Line by line, retype the data exactly as it is given.

Region pointing data
——
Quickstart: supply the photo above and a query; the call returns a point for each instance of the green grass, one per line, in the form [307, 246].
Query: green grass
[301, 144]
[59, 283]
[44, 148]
——
- Answer section -
Quickstart: supply the photo above and a query; the call returns a point for each instance of the green grass, one per line, in the form [307, 246].
Query: green grass
[301, 144]
[59, 283]
[44, 148]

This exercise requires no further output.